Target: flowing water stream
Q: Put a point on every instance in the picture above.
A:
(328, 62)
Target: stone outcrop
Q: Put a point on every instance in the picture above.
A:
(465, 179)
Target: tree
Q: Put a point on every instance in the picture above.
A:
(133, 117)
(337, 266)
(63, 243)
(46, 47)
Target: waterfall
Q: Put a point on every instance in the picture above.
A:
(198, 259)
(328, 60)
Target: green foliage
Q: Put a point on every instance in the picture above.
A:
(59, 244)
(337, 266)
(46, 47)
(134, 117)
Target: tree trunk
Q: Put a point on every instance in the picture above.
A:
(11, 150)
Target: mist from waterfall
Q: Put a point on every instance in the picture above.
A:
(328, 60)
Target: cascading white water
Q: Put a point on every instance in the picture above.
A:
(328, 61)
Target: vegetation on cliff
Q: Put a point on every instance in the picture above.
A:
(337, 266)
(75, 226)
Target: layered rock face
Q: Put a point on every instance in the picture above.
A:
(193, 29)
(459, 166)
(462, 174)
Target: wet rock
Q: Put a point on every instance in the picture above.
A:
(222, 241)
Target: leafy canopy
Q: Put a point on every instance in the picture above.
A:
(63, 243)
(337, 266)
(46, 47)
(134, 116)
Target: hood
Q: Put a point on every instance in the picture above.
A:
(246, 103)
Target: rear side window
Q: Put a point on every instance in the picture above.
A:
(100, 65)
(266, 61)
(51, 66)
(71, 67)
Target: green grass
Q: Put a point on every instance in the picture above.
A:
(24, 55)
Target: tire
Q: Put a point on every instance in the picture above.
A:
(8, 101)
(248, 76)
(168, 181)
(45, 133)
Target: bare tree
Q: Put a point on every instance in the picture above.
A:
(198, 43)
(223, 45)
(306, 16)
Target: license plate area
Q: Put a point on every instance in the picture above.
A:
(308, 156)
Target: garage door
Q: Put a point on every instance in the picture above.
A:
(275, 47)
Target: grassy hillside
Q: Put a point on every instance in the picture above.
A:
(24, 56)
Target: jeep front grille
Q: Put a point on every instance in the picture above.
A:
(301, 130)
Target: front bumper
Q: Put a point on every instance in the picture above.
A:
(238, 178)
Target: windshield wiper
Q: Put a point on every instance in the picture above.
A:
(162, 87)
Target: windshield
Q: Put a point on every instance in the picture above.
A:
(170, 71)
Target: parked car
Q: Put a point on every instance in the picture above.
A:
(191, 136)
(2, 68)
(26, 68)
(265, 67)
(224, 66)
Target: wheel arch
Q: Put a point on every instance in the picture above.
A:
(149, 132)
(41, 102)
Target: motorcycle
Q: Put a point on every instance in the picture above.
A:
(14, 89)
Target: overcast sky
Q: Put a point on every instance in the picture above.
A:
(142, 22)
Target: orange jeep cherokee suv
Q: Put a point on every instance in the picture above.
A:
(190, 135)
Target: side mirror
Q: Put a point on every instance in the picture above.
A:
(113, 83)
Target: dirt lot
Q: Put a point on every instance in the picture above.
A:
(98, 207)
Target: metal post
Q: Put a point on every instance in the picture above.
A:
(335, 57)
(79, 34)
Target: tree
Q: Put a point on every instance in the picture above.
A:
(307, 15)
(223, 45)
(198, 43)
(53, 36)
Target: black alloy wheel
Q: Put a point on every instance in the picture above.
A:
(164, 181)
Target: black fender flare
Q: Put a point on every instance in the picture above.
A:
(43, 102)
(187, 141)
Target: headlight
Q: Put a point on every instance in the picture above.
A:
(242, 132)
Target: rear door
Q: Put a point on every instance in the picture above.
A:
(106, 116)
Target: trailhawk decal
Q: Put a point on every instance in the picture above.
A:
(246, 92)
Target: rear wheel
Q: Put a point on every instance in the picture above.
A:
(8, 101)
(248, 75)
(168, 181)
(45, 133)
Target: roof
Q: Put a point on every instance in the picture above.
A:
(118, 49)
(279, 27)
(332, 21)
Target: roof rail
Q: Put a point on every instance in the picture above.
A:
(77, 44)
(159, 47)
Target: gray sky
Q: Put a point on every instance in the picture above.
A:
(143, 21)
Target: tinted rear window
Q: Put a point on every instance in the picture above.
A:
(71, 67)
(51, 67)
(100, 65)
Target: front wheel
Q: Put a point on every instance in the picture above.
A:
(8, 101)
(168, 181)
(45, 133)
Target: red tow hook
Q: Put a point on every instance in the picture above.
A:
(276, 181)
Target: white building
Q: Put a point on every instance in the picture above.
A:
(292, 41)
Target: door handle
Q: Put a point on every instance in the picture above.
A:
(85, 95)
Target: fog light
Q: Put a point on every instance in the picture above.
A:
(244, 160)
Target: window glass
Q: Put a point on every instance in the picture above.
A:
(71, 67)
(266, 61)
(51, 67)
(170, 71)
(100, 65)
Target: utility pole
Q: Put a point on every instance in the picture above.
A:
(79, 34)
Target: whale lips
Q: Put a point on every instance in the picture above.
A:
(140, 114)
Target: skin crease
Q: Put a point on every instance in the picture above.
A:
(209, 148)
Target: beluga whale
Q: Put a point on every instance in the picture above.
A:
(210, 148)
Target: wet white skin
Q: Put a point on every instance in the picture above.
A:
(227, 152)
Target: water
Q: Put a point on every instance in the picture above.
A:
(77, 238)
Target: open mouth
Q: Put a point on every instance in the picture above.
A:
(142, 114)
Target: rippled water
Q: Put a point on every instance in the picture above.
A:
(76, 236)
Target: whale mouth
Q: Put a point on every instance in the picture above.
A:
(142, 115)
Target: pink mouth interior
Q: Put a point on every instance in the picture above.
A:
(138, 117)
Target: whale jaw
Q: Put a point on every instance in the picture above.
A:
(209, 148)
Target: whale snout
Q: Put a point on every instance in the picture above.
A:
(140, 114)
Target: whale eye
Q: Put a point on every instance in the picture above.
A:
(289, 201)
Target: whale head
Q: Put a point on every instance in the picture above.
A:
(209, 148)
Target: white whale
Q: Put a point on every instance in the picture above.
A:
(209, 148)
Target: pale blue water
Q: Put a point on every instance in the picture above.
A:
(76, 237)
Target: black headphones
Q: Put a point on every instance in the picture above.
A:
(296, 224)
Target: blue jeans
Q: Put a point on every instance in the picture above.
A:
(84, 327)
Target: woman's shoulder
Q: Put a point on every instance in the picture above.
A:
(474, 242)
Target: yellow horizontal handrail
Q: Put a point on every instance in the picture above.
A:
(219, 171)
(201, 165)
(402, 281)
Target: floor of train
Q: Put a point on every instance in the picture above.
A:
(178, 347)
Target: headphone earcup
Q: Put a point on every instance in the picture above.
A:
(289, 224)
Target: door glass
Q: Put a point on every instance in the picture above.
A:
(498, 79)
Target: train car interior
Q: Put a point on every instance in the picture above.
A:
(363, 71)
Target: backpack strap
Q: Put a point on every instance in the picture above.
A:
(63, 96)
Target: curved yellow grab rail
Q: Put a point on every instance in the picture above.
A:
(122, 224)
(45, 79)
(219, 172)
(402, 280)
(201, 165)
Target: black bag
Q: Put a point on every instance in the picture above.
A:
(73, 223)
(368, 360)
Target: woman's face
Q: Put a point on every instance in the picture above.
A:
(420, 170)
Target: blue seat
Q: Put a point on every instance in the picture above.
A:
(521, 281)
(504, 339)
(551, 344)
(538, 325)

++++++++++++++++++++

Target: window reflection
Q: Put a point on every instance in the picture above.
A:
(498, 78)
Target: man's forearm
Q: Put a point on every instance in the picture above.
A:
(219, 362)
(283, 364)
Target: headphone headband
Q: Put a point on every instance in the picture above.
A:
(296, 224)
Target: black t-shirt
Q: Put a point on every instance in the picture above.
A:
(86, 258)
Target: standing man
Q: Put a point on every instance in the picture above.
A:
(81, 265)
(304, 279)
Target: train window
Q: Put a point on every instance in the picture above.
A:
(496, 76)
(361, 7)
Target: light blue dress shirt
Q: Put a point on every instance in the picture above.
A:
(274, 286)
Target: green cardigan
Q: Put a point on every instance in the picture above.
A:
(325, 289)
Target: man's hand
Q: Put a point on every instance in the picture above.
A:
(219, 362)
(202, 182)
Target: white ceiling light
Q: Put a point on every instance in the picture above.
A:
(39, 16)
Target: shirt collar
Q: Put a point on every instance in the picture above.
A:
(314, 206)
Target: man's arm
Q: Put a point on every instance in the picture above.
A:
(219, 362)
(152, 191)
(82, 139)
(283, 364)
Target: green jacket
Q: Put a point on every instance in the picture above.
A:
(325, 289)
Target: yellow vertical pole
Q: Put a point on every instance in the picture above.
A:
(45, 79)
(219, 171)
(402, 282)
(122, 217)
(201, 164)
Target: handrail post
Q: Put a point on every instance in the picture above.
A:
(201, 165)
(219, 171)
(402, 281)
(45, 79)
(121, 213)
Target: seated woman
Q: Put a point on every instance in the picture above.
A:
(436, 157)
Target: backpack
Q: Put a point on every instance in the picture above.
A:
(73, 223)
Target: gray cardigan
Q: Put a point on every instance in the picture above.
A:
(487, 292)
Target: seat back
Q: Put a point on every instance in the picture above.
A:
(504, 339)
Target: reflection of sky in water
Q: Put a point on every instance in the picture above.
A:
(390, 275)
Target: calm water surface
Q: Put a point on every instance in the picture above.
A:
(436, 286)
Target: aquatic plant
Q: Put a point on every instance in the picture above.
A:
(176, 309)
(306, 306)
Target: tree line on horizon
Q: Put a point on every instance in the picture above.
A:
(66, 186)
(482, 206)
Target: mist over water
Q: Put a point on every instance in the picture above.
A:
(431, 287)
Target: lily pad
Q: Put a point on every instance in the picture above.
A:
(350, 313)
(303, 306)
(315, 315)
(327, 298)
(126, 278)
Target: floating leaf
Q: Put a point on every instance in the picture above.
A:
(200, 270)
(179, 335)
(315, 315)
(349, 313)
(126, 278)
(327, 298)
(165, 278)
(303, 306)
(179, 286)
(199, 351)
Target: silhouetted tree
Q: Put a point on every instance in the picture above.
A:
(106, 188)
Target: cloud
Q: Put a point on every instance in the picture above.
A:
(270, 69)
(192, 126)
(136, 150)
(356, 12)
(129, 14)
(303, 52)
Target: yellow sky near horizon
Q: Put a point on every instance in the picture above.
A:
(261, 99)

++++++++++++++++++++

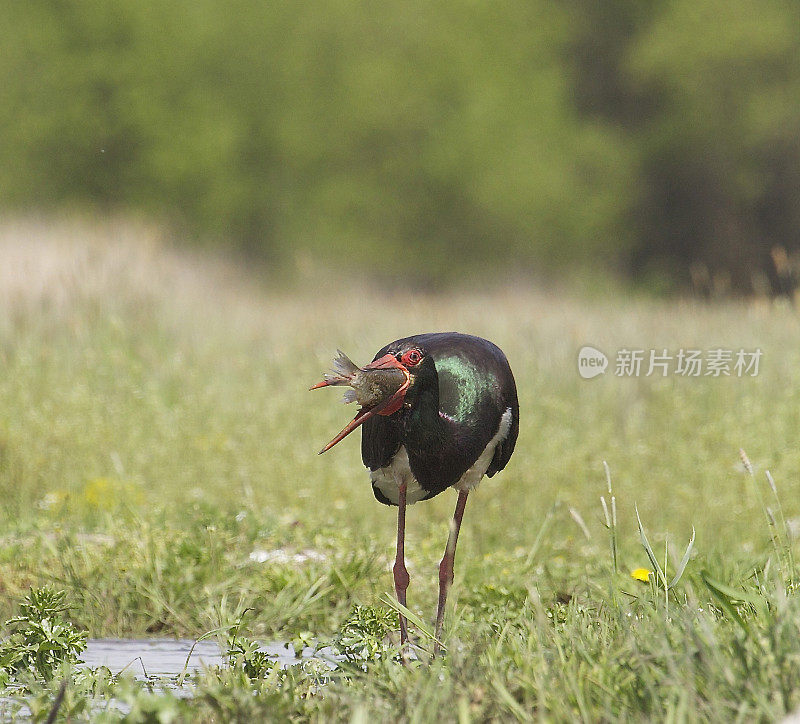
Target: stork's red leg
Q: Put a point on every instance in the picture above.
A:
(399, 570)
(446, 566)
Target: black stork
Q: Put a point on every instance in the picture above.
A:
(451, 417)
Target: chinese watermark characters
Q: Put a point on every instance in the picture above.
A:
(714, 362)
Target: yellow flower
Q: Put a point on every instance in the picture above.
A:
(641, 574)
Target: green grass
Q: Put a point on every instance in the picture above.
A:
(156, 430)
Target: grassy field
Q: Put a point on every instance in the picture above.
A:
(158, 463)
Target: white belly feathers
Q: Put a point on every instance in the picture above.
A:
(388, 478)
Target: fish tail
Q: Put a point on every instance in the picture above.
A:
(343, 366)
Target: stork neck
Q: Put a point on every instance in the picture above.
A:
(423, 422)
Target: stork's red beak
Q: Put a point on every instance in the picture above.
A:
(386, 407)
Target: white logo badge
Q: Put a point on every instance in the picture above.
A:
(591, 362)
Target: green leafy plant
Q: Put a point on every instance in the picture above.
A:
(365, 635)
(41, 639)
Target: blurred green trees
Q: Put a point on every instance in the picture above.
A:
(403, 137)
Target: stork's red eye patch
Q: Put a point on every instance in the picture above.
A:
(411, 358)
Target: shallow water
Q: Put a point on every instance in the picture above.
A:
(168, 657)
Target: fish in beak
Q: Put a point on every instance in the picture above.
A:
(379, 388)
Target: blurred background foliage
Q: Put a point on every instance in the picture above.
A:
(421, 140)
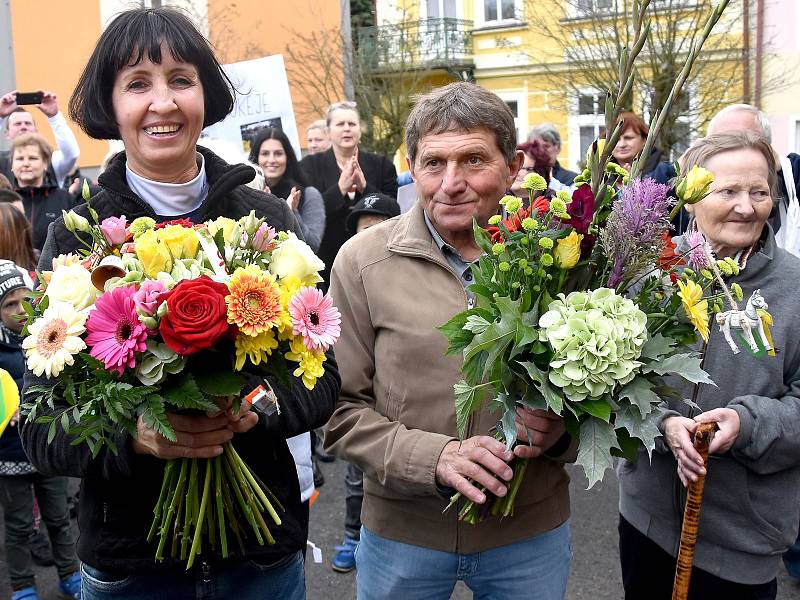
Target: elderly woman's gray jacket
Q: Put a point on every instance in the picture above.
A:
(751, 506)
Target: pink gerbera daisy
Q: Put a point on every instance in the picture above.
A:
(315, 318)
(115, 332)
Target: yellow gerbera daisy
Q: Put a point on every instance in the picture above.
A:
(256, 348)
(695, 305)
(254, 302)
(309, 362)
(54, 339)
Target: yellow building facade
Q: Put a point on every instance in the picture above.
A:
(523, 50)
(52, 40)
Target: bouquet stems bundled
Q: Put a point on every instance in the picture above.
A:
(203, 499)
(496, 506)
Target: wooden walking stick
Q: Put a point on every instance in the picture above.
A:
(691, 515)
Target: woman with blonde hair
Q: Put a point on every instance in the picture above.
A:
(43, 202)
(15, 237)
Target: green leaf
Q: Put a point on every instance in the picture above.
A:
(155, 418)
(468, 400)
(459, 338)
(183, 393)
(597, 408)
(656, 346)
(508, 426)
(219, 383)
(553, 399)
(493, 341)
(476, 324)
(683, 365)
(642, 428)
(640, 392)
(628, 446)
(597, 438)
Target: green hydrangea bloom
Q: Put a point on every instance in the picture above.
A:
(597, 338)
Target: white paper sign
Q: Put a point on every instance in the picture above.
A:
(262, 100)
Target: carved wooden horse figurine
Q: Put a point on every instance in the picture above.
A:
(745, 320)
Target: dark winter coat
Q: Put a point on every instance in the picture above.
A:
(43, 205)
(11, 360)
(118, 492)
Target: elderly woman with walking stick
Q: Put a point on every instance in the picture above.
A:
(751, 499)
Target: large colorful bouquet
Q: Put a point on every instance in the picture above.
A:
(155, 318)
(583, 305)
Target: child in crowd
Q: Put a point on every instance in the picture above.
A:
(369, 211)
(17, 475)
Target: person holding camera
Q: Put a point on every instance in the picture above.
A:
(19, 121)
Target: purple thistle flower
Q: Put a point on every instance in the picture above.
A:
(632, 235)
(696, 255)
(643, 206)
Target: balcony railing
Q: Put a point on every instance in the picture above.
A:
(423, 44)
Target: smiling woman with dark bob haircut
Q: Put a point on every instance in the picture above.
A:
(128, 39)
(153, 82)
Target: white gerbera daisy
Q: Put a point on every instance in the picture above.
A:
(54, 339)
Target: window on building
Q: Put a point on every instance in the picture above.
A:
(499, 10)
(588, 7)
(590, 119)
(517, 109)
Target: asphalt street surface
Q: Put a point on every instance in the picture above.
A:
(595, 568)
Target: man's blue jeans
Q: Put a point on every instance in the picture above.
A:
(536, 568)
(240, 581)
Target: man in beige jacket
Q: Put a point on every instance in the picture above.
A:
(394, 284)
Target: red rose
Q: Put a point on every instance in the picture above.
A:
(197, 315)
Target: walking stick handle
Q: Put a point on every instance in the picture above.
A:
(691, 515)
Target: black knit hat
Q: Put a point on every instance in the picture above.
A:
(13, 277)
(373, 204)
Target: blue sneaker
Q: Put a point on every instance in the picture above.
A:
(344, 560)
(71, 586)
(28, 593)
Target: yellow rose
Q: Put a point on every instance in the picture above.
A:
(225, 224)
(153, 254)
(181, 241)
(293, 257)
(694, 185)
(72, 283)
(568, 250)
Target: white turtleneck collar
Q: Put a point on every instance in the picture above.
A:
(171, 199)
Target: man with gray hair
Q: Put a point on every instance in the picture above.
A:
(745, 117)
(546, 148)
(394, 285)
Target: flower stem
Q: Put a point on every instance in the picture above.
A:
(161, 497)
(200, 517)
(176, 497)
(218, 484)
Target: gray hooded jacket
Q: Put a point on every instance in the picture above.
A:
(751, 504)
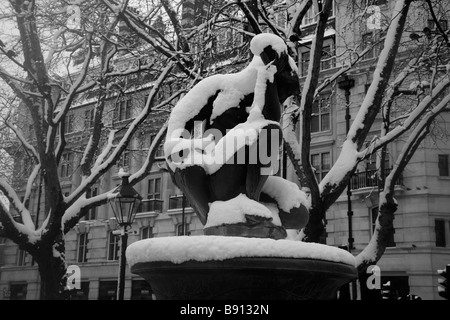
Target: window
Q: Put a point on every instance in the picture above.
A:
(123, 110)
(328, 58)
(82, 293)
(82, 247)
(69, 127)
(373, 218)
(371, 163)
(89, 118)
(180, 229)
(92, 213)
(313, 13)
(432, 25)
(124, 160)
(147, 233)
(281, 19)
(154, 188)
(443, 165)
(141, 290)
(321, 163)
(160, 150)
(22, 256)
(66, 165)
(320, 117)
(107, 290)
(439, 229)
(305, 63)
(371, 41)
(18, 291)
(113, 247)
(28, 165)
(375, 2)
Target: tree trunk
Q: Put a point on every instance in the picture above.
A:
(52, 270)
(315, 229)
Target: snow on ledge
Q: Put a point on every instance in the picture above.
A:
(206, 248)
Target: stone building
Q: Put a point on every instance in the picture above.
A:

++++++++++++++++++++

Exercise brief> Search the data above for lines holding "grassy" and copy each of them.

Problem solution>
Target: grassy hillside
Target: grassy field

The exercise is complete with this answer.